* start Data supplied *

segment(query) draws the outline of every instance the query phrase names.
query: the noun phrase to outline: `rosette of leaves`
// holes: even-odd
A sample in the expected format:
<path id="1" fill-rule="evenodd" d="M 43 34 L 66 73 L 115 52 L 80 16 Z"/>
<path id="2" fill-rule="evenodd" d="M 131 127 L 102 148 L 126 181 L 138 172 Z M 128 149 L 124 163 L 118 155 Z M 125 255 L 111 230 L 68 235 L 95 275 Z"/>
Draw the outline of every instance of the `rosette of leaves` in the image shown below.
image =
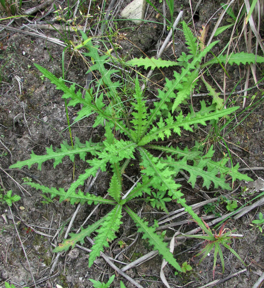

* end Data supplied *

• Task goal: Rewrite the rows above with "cluster of leaves" in place of every "rosette of leaves", keeping everything else the same, and leave out the pictures.

• Complete answer:
segment(query) draws the outline of every instance the query phrase names.
query: the noun phrase to outline: `cluster of leaves`
// holes: even-odd
A sample in the expected format:
<path id="1" fill-rule="evenodd" d="M 43 34 L 66 73 L 115 52 L 80 16 Z"/>
<path id="2" fill-rule="evenodd" d="M 131 127 L 102 148 L 126 181 L 138 172 Z M 128 149 L 124 163 L 118 155 Z M 125 255 L 111 230 L 68 235 L 95 275 Z"/>
Draw the outline of every instance of the `cluster of leaves` in the image shown below.
image =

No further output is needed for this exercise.